_Information:_

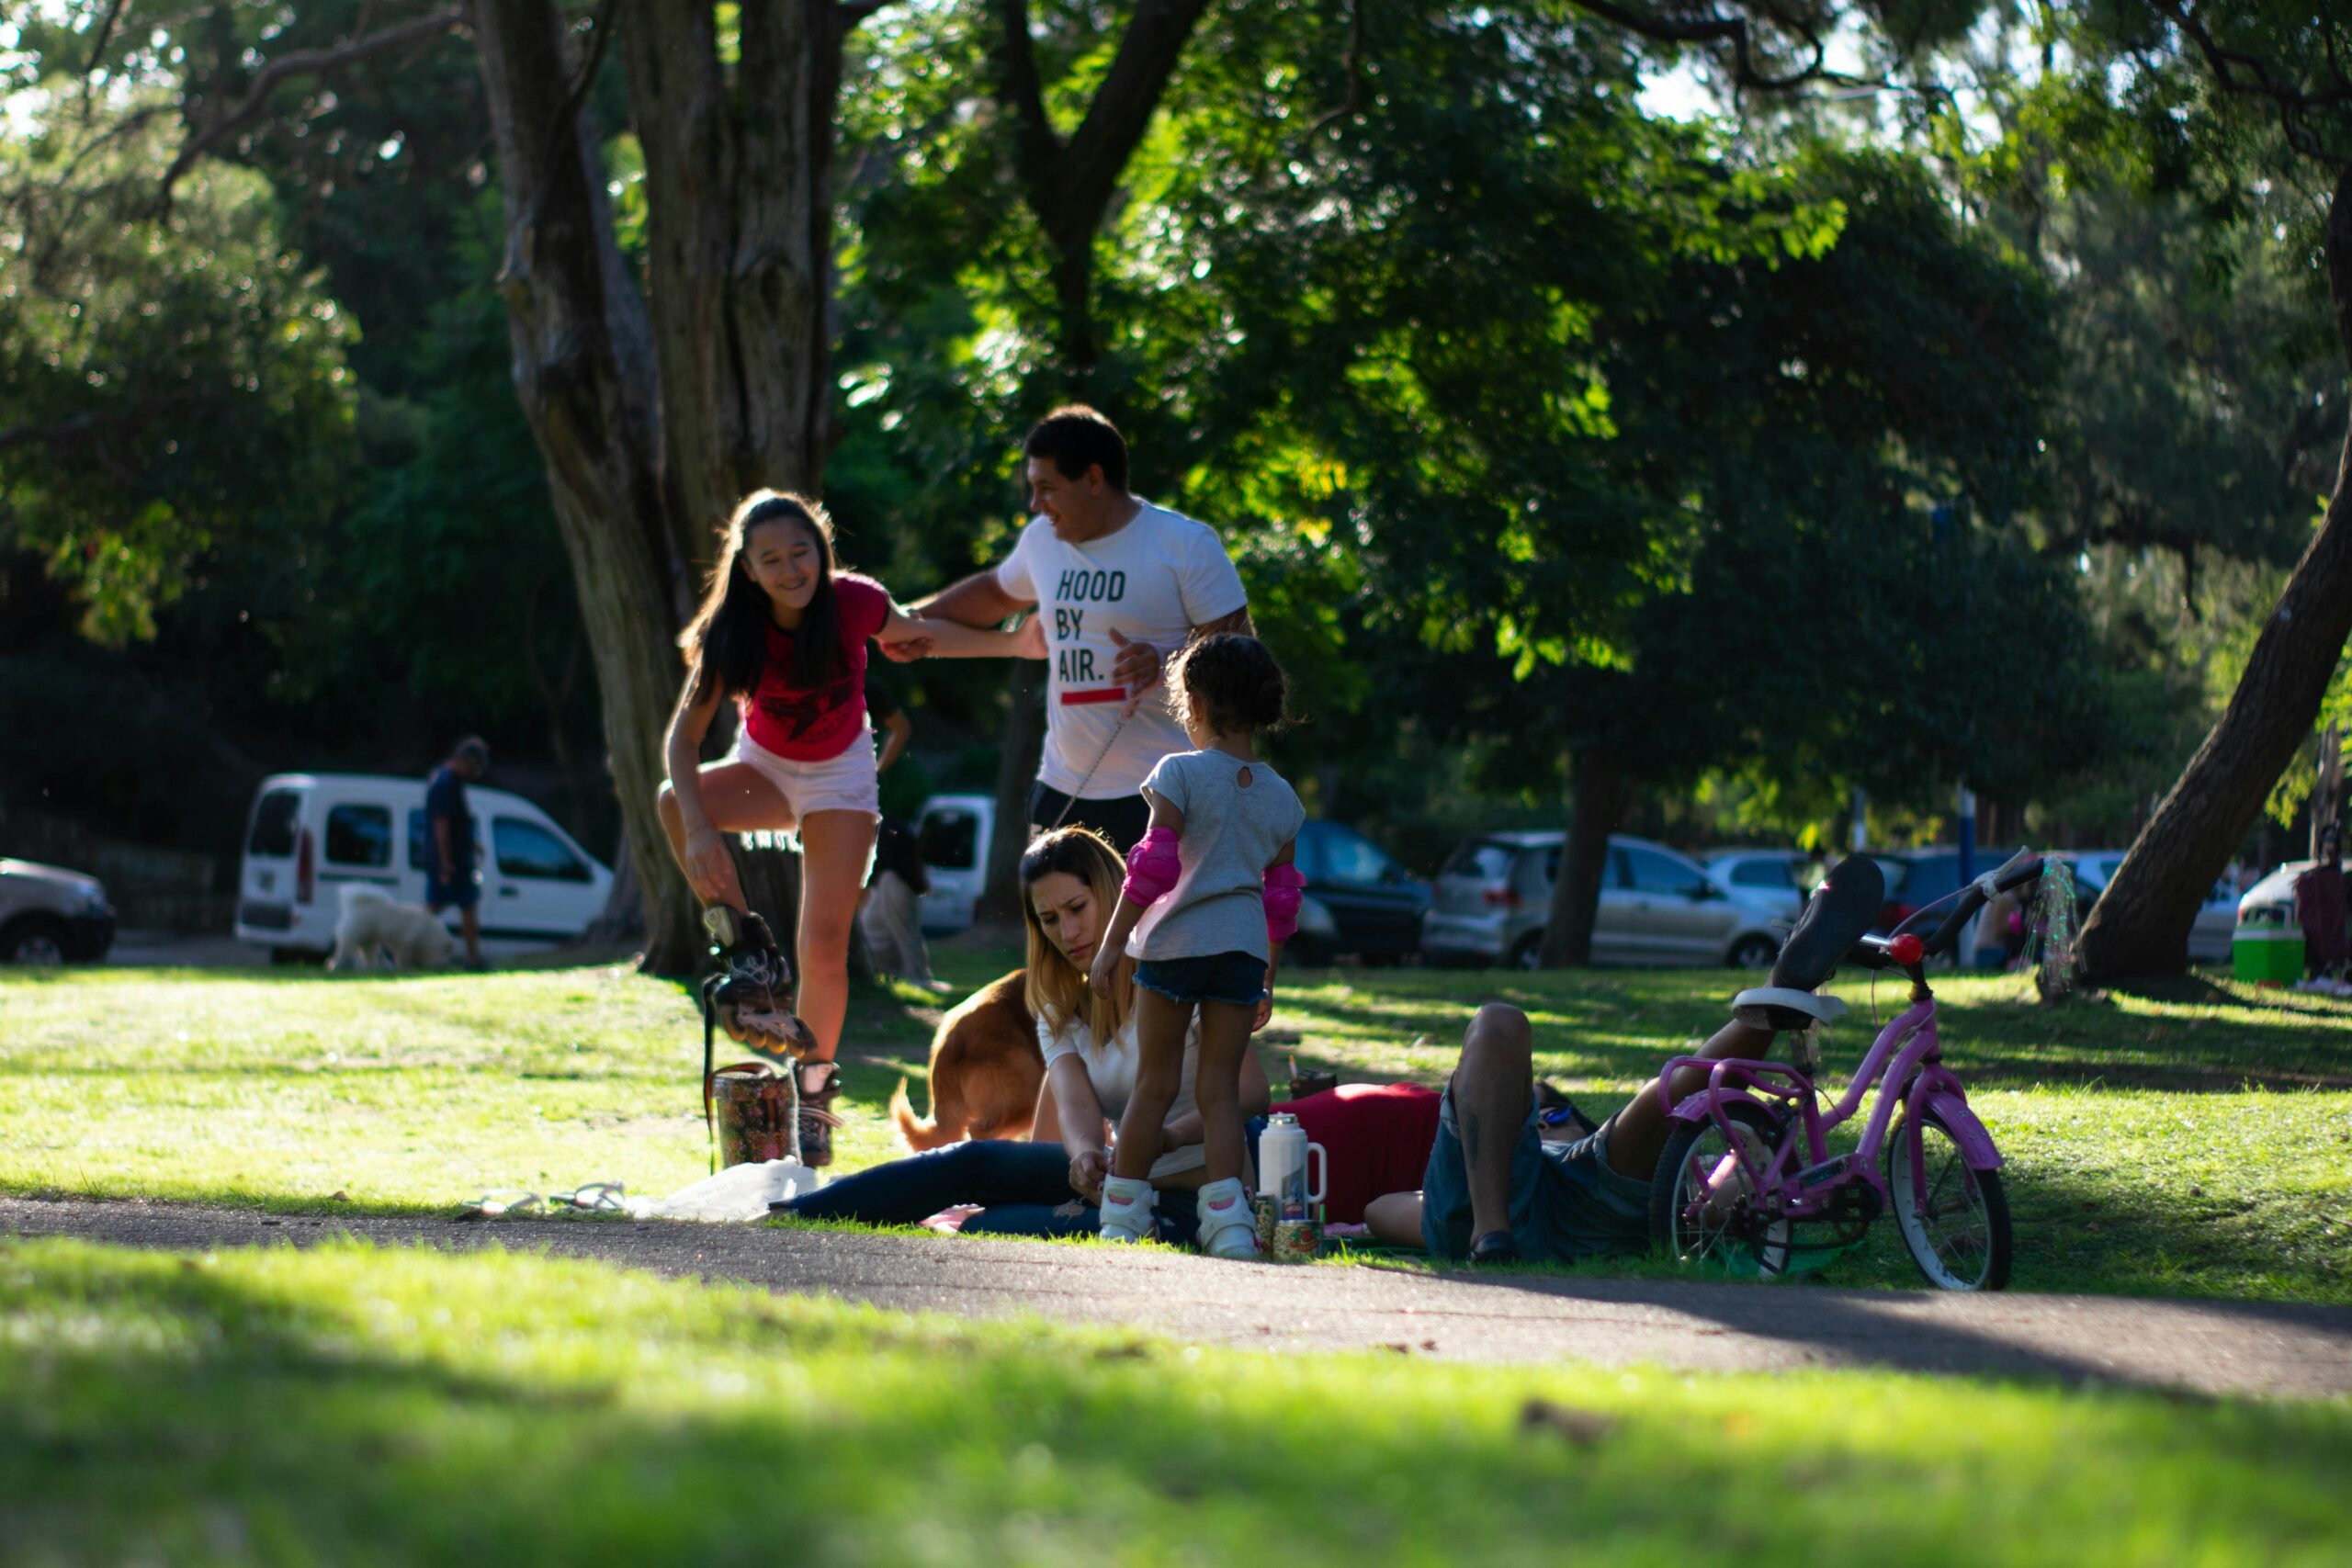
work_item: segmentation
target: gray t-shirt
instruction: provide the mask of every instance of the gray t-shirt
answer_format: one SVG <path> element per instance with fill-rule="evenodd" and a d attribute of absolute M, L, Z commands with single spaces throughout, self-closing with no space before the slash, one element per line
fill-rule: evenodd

_Work required:_
Please count the lines above containing "gray"; number only.

_Result of this task:_
2